● Page text
Re: MAE-EAST Moving? from Tysons corner to reston VA.

On 16 Jun 2000 michael.dillon@gtsip.net wrote:
On Fri, 16 June 2000, "Richard A. Steenbergen" wrote:
In a public exchange point where you're talking to multiple networks across a shared media it makes sense to do GigE, multiple GigE, 10GigE, etc,
What is the largest MTU that you can use across a GigE fabric?
I think this would be extremely foolhardy. The common number that all those using jumbo frames should support is 9000 bytes (not 9k aka 9216). This would probably need to be a condition of using GigE at the NAP, in order to achieve any kind of common support, and you're eliminating some vendor gige support (assuming their network can even carry the 9k packets TO the nap without requiring even more work and possible problems). Has anyone tested these maximium sized jumbo frames with 802.1q vlan tagging to see exactly how much (or how little) inter-vendor support really exists? -- Richard A Steenbergen <ras@e-gerbil.net> http://www.e-gerbil.net/humble PGP Key ID: 0x138EA177 (67 29 D7 BC E8 18 3E DA B2 46 B3 D8 14 36 FE B6)

(Location identification items)
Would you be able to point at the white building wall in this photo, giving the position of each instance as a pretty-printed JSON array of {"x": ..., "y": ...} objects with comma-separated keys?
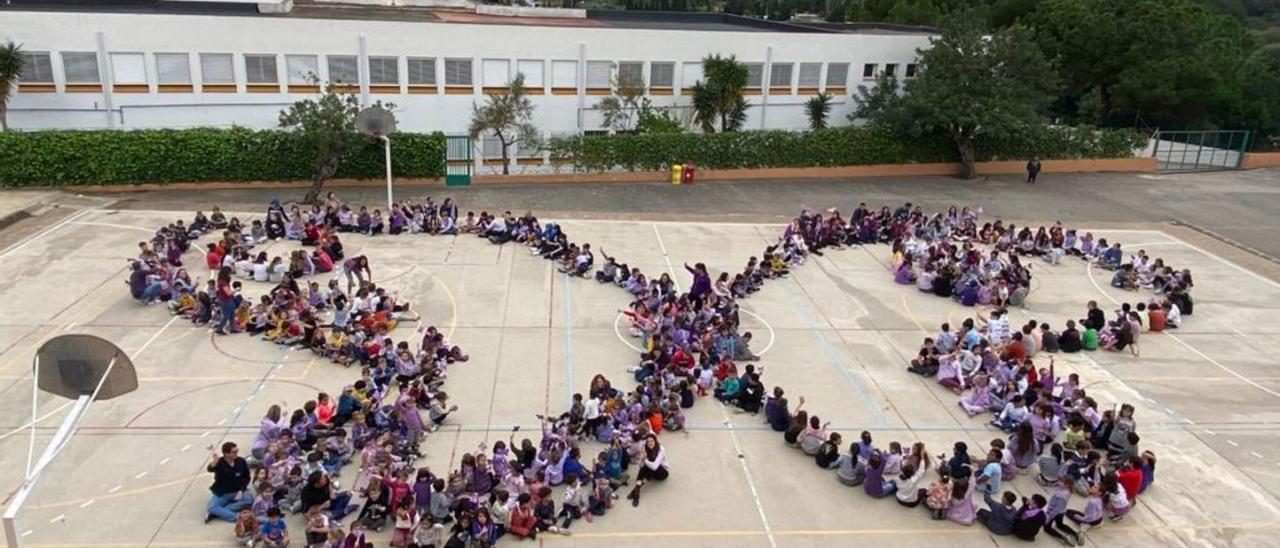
[{"x": 151, "y": 33}]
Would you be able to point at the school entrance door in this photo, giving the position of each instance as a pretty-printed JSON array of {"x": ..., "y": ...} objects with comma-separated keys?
[
  {"x": 1200, "y": 151},
  {"x": 457, "y": 160}
]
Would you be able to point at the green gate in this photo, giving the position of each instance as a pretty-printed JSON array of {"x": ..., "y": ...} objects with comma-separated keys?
[
  {"x": 1200, "y": 151},
  {"x": 457, "y": 160}
]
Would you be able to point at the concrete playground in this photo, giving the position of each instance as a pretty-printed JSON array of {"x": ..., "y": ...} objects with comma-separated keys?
[{"x": 837, "y": 330}]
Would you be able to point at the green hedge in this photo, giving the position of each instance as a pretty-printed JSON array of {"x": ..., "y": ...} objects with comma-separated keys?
[
  {"x": 65, "y": 158},
  {"x": 826, "y": 147}
]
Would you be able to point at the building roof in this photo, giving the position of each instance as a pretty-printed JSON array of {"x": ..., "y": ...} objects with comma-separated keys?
[{"x": 659, "y": 21}]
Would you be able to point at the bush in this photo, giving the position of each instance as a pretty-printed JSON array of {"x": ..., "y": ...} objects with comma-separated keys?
[
  {"x": 826, "y": 147},
  {"x": 68, "y": 158}
]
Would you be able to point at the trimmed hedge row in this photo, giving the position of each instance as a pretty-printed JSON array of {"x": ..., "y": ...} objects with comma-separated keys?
[
  {"x": 67, "y": 158},
  {"x": 826, "y": 147}
]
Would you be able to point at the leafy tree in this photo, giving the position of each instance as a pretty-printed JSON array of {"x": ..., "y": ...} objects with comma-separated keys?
[
  {"x": 973, "y": 86},
  {"x": 627, "y": 110},
  {"x": 874, "y": 103},
  {"x": 1155, "y": 62},
  {"x": 621, "y": 110},
  {"x": 10, "y": 68},
  {"x": 817, "y": 108},
  {"x": 327, "y": 127},
  {"x": 507, "y": 117},
  {"x": 718, "y": 101}
]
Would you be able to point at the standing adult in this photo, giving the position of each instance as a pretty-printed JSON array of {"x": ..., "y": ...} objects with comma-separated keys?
[
  {"x": 702, "y": 282},
  {"x": 225, "y": 301},
  {"x": 357, "y": 268},
  {"x": 231, "y": 484},
  {"x": 652, "y": 467}
]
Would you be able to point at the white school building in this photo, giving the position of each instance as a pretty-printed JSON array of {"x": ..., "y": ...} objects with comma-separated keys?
[{"x": 131, "y": 64}]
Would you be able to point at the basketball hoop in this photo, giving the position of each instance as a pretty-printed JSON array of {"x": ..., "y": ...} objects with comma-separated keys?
[
  {"x": 378, "y": 123},
  {"x": 375, "y": 122},
  {"x": 81, "y": 368}
]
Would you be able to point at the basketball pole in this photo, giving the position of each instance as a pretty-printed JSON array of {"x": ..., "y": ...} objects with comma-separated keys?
[
  {"x": 55, "y": 446},
  {"x": 387, "y": 151}
]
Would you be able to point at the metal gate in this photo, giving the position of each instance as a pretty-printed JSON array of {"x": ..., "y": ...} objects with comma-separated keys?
[
  {"x": 457, "y": 160},
  {"x": 1200, "y": 151}
]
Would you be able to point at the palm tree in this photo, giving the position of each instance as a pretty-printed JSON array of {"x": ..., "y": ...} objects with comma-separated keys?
[
  {"x": 10, "y": 68},
  {"x": 718, "y": 96},
  {"x": 817, "y": 108}
]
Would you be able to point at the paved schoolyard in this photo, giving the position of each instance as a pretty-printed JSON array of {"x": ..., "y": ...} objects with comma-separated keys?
[{"x": 837, "y": 330}]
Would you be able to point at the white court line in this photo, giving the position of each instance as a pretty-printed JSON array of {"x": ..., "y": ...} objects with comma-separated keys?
[
  {"x": 1232, "y": 371},
  {"x": 772, "y": 336},
  {"x": 1260, "y": 277},
  {"x": 137, "y": 352},
  {"x": 558, "y": 219},
  {"x": 750, "y": 482},
  {"x": 1088, "y": 272},
  {"x": 67, "y": 403},
  {"x": 44, "y": 233},
  {"x": 85, "y": 223},
  {"x": 663, "y": 247}
]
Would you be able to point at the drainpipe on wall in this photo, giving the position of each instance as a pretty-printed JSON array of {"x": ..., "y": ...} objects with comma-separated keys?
[
  {"x": 104, "y": 71},
  {"x": 581, "y": 83},
  {"x": 764, "y": 85},
  {"x": 364, "y": 72}
]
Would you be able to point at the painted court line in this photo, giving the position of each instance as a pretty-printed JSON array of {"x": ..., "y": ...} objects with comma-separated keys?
[
  {"x": 568, "y": 339},
  {"x": 750, "y": 482},
  {"x": 664, "y": 257},
  {"x": 22, "y": 245},
  {"x": 832, "y": 355},
  {"x": 1229, "y": 370}
]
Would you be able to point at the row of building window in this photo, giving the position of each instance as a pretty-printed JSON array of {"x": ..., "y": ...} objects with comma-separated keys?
[{"x": 176, "y": 69}]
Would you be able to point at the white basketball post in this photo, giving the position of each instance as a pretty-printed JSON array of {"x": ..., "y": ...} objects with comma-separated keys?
[
  {"x": 379, "y": 123},
  {"x": 387, "y": 149},
  {"x": 78, "y": 366}
]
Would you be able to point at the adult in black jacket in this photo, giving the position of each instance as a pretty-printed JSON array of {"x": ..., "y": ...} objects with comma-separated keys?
[{"x": 231, "y": 484}]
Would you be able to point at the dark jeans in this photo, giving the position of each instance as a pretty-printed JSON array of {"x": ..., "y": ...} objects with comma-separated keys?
[{"x": 228, "y": 322}]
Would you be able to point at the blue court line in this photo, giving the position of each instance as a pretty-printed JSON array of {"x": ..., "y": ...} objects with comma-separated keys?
[
  {"x": 835, "y": 356},
  {"x": 568, "y": 338}
]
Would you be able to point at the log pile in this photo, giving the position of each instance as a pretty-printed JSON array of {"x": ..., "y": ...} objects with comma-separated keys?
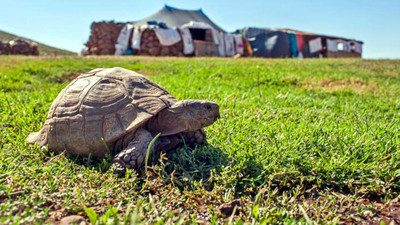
[
  {"x": 103, "y": 36},
  {"x": 19, "y": 47},
  {"x": 150, "y": 45}
]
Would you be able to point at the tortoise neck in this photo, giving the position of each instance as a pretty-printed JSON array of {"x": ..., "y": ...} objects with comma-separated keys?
[{"x": 168, "y": 121}]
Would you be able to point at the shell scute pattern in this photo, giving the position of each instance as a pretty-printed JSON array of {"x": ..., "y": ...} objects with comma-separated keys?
[{"x": 104, "y": 103}]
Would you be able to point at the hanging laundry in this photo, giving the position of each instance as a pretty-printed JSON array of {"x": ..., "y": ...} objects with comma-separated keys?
[
  {"x": 239, "y": 44},
  {"x": 123, "y": 40},
  {"x": 220, "y": 41},
  {"x": 136, "y": 37},
  {"x": 347, "y": 46},
  {"x": 229, "y": 45},
  {"x": 188, "y": 47},
  {"x": 167, "y": 37},
  {"x": 315, "y": 45},
  {"x": 331, "y": 45},
  {"x": 358, "y": 47},
  {"x": 300, "y": 42},
  {"x": 293, "y": 44}
]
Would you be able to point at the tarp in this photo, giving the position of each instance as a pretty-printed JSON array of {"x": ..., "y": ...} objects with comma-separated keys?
[
  {"x": 188, "y": 47},
  {"x": 136, "y": 38},
  {"x": 293, "y": 44},
  {"x": 167, "y": 37},
  {"x": 174, "y": 17},
  {"x": 306, "y": 49},
  {"x": 315, "y": 45},
  {"x": 273, "y": 44},
  {"x": 239, "y": 44},
  {"x": 229, "y": 44}
]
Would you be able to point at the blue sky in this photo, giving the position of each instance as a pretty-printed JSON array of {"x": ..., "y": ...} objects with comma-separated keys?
[{"x": 66, "y": 24}]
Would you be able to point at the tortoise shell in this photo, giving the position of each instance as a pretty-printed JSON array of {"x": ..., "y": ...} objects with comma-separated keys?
[{"x": 103, "y": 104}]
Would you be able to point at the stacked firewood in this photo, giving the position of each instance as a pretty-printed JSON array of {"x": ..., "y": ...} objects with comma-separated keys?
[
  {"x": 150, "y": 45},
  {"x": 103, "y": 36},
  {"x": 19, "y": 47}
]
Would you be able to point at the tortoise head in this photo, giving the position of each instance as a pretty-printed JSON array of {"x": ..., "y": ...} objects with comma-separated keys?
[{"x": 197, "y": 113}]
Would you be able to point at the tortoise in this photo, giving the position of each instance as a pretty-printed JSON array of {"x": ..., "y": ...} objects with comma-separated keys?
[{"x": 118, "y": 111}]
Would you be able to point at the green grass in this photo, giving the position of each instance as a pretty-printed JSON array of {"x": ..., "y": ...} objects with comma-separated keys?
[
  {"x": 312, "y": 141},
  {"x": 44, "y": 50}
]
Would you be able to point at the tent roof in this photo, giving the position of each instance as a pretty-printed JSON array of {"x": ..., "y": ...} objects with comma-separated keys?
[
  {"x": 174, "y": 17},
  {"x": 253, "y": 31}
]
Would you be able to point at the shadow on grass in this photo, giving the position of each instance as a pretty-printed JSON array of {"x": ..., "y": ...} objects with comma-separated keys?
[{"x": 182, "y": 166}]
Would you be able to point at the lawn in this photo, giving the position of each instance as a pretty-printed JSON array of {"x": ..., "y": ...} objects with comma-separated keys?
[{"x": 313, "y": 141}]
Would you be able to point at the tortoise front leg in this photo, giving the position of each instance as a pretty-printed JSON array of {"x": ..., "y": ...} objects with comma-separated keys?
[
  {"x": 195, "y": 137},
  {"x": 133, "y": 156}
]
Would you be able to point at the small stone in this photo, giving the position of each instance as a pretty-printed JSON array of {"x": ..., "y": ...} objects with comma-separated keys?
[
  {"x": 127, "y": 158},
  {"x": 189, "y": 134},
  {"x": 227, "y": 208},
  {"x": 74, "y": 219},
  {"x": 140, "y": 159}
]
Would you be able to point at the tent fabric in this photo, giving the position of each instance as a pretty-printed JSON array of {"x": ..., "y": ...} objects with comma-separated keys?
[
  {"x": 229, "y": 45},
  {"x": 293, "y": 44},
  {"x": 167, "y": 37},
  {"x": 300, "y": 42},
  {"x": 188, "y": 47},
  {"x": 221, "y": 43},
  {"x": 274, "y": 44},
  {"x": 123, "y": 40},
  {"x": 315, "y": 45},
  {"x": 306, "y": 49},
  {"x": 136, "y": 37},
  {"x": 201, "y": 25},
  {"x": 239, "y": 44},
  {"x": 358, "y": 47},
  {"x": 331, "y": 45},
  {"x": 174, "y": 17},
  {"x": 250, "y": 32}
]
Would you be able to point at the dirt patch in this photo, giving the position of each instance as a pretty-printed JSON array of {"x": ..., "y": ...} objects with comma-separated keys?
[{"x": 355, "y": 85}]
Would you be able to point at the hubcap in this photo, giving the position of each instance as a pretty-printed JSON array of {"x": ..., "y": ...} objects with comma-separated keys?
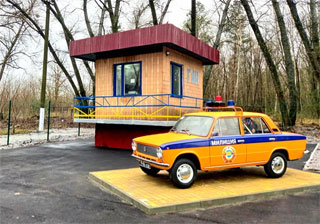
[
  {"x": 185, "y": 173},
  {"x": 277, "y": 164}
]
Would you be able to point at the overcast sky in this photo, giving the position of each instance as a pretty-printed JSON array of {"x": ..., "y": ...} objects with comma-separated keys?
[{"x": 176, "y": 15}]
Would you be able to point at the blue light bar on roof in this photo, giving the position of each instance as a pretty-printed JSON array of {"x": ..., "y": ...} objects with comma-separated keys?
[{"x": 230, "y": 103}]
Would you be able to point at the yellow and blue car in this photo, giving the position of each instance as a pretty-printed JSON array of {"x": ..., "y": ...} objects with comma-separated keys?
[{"x": 224, "y": 137}]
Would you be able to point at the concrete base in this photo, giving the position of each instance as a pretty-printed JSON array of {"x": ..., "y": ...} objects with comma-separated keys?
[
  {"x": 157, "y": 194},
  {"x": 120, "y": 136}
]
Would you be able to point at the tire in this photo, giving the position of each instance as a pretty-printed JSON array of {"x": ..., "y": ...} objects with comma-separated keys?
[
  {"x": 276, "y": 166},
  {"x": 151, "y": 172},
  {"x": 183, "y": 173}
]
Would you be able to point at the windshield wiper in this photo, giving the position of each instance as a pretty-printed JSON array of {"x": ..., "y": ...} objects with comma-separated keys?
[
  {"x": 173, "y": 129},
  {"x": 185, "y": 131}
]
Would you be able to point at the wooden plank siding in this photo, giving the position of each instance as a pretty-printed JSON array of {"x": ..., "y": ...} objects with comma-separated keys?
[{"x": 156, "y": 79}]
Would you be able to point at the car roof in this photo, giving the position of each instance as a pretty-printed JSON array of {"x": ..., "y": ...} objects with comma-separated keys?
[{"x": 225, "y": 114}]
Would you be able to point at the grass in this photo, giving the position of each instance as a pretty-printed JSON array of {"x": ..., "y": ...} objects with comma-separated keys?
[{"x": 17, "y": 131}]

● Tasks
(1) In the mailing-list post, what common jumbo-frame size should everyone support?
(2) How many lines in the rows contain the word "court"? Reply with the number alone.
The rows and the text come from unrelated sources.

● Results
(1) 9000 bytes, not 9k (9216).

(2) 3